Entries from a point annotation set:
* * * * * * * * *

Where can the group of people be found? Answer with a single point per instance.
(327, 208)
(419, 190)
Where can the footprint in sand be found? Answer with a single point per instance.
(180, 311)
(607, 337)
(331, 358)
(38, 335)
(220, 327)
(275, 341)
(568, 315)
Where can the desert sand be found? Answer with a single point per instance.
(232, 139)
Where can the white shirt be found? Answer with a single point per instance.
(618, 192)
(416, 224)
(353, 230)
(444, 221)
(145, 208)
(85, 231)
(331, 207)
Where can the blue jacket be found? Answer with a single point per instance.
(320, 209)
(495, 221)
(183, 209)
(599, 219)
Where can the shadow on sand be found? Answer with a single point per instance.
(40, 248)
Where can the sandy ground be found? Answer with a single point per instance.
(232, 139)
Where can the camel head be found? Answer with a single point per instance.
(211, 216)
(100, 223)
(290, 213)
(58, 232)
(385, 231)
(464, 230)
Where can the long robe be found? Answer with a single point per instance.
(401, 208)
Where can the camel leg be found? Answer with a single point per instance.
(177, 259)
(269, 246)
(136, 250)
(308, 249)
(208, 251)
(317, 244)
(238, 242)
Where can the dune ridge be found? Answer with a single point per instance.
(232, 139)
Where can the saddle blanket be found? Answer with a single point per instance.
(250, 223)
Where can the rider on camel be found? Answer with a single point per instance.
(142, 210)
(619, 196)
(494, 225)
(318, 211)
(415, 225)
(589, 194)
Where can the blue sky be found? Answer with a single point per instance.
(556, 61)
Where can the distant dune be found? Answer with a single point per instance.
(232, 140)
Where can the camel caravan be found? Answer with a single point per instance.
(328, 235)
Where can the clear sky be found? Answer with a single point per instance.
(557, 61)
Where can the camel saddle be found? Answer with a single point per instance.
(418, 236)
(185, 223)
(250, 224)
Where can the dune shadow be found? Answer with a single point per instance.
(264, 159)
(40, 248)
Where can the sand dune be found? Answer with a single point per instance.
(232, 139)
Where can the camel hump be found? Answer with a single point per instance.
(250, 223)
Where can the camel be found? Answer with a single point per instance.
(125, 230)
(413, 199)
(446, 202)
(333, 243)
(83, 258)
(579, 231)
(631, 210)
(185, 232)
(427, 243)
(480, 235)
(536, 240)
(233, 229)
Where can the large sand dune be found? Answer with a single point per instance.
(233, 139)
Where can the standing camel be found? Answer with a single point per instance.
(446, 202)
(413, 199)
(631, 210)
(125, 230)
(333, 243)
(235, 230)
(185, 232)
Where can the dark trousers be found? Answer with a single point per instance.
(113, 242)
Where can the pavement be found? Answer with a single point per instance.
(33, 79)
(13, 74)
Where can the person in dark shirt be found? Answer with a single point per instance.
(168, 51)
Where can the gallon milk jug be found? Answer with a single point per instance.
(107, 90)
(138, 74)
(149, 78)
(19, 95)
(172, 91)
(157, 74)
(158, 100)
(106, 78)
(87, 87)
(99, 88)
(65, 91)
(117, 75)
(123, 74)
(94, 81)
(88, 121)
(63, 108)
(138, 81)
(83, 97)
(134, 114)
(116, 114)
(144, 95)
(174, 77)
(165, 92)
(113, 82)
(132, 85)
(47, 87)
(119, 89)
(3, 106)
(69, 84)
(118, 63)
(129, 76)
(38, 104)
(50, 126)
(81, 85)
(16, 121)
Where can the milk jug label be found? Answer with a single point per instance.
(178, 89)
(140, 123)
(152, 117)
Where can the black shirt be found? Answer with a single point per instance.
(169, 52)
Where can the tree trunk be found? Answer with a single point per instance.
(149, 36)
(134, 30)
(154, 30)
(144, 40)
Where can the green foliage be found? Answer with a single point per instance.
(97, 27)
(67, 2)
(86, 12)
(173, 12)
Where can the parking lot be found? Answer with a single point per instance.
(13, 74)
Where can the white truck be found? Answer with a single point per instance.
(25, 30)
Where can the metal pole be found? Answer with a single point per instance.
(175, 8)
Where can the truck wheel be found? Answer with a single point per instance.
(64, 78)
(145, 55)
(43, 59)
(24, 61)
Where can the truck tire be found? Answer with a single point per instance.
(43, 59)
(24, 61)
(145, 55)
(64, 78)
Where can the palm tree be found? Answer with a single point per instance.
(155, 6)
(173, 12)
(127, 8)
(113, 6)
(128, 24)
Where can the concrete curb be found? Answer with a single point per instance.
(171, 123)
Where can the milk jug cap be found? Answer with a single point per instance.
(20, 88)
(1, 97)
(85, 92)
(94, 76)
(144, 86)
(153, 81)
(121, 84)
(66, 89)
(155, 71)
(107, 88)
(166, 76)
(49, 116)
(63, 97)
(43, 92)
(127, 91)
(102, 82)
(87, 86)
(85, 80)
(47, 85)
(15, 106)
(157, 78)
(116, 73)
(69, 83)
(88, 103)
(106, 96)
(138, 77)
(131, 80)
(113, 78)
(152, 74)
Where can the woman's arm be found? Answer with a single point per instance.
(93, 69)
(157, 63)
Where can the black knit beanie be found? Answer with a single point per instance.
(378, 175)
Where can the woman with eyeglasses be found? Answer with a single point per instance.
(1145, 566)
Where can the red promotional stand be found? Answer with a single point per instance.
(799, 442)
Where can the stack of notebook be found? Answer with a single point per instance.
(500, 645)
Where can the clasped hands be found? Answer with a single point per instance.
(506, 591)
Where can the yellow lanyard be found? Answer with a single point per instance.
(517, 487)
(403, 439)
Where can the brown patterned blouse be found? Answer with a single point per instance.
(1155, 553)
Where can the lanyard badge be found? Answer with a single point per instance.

* * * * * * * * *

THE TASK – Print all of the entries above once more, reproducing every line verbatim.

COMPLETED EXERCISE –
Where can the group of people be found? Answer with a single point per instance.
(327, 208)
(419, 190)
Where can the footprint in sand be found? Answer with a single point per instance.
(180, 311)
(607, 337)
(331, 358)
(38, 335)
(220, 327)
(275, 341)
(568, 315)
Where can the desert sand be found? Answer with a single point per instance.
(232, 139)
Where can the white shirt be found? Answer with a single point per instance.
(618, 192)
(416, 224)
(353, 230)
(444, 221)
(145, 208)
(85, 231)
(331, 207)
Where can the blue jacket be found? Answer with a single point per instance.
(320, 209)
(495, 221)
(183, 209)
(599, 219)
Where can the shadow on sand be found? Answer with a single point per instance.
(40, 248)
Where can the sandy ground be found? Answer with a single point per instance.
(232, 139)
Where can the camel head be found? Answer with a single point per instance.
(211, 216)
(100, 223)
(290, 213)
(58, 232)
(385, 231)
(464, 230)
Where can the long robe be found? Answer with a single point per instance.
(401, 208)
Where can the camel leg be found? Answer with a single point per instance.
(177, 259)
(269, 246)
(136, 250)
(308, 249)
(208, 251)
(317, 244)
(238, 242)
Where can the dune ridge be found? Answer with a single point per instance.
(232, 139)
Where can the saddle blanket be found? Answer with a single point per instance.
(250, 223)
Where can the rider on camel be found? Answer with a single point per instance.
(142, 210)
(619, 196)
(494, 225)
(318, 211)
(415, 225)
(589, 194)
Where can the blue sky be found? Answer with a single point per instance.
(556, 61)
Where can the distant dune be found? Answer with a single point per instance.
(232, 140)
Where can the camel caravan be found? Answer with a single point per instance.
(328, 235)
Where can the clear sky be found? Answer with a single point per instance.
(557, 61)
Where can the camel saddle be found? Answer with a single point per instance.
(418, 236)
(185, 223)
(250, 224)
Where can the dune shadow be found? Answer with a single point per instance.
(264, 159)
(40, 248)
Where can the sand dune be found? Answer with a single point per instance.
(232, 139)
Where can the camel hump be found? Answer with a single point per instance.
(250, 223)
Where can the camel be found? Answer with a single point per instance.
(125, 230)
(413, 199)
(446, 202)
(333, 243)
(83, 258)
(579, 231)
(631, 210)
(185, 232)
(427, 243)
(480, 235)
(536, 240)
(233, 229)
Where can the large sand dune be found? Answer with a single point per instance.
(233, 139)
Where can the standing camel be found? Answer with a single point per instance.
(446, 202)
(413, 199)
(631, 210)
(125, 230)
(333, 243)
(235, 230)
(185, 232)
Where can the dark trousers be found? Answer with a single point per instance.
(113, 242)
Where can the pavement be found? Answer with a single point per instance.
(33, 79)
(13, 74)
Where can the person in dark shirt be found? Answer with a single point per instance.
(168, 51)
Where can the gallon milk jug be found? Answer with a single point per instance.
(107, 90)
(138, 74)
(149, 78)
(19, 95)
(172, 91)
(157, 74)
(158, 100)
(106, 78)
(87, 87)
(99, 88)
(65, 91)
(117, 75)
(123, 74)
(94, 81)
(88, 121)
(63, 108)
(138, 81)
(83, 97)
(134, 114)
(116, 114)
(144, 95)
(174, 77)
(165, 92)
(113, 82)
(132, 85)
(47, 87)
(119, 89)
(3, 106)
(69, 84)
(118, 63)
(129, 76)
(38, 104)
(50, 126)
(81, 85)
(16, 121)
Where can the milk jug label be found? Answer with a single point per instance.
(178, 89)
(140, 123)
(152, 117)
Where can the black shirt be found? Answer with a single point per instance.
(169, 52)
Where can the tree trunk be found? Answer with a single point per instance.
(149, 36)
(134, 30)
(154, 30)
(144, 40)
Where can the green foliage be found? Answer with a single point per instance.
(97, 27)
(67, 2)
(86, 12)
(173, 12)
Where can the parking lot be found? Answer with a single point per instance.
(13, 74)
Where can the white truck be found? Answer with a single point per instance.
(25, 30)
Where can the metal pole be found? Answer with a single point per instance.
(175, 8)
Where can the truck wheel be found? Answer with a single point per instance.
(64, 78)
(145, 55)
(43, 59)
(24, 61)
Where can the truck tire be found? Answer with a single point per instance.
(43, 59)
(24, 61)
(145, 55)
(64, 78)
Where can the palm tree be found? Answer with a single point per instance.
(155, 6)
(173, 12)
(127, 8)
(113, 6)
(128, 24)
Where can the concrete curb be found? Answer with a single point per instance.
(171, 123)
Where can the milk jug cap be found? Answer with a single point per instance.
(20, 88)
(1, 97)
(85, 92)
(94, 76)
(144, 86)
(153, 81)
(121, 84)
(66, 89)
(155, 71)
(107, 88)
(166, 76)
(49, 116)
(63, 97)
(43, 92)
(127, 91)
(102, 82)
(87, 86)
(85, 80)
(47, 85)
(15, 106)
(157, 78)
(116, 73)
(69, 83)
(88, 103)
(106, 96)
(138, 77)
(131, 80)
(113, 78)
(152, 74)
Where can the woman's arm be found? Answer with a single point per instance.
(93, 69)
(157, 63)
Where can the black knit beanie be found? Answer with a single point per instance.
(378, 175)
Where can the woman with eyeglasses be found? Answer with a single point per instance.
(1145, 566)
Where can the red promotional stand be found? Answer with a single point per instance.
(799, 442)
Where can the stack of notebook be found? Answer with a single point per instance.
(500, 645)
Where can the clasped hands be found? Answer with a single point per instance.
(506, 591)
Where can the yellow lanyard be found? Answer with a single point per instance.
(517, 487)
(403, 439)
Where can the brown patterned blouse be found? Answer with a single point per instance.
(1155, 553)
Where can the lanyard badge be found? Answer with a single point per instance.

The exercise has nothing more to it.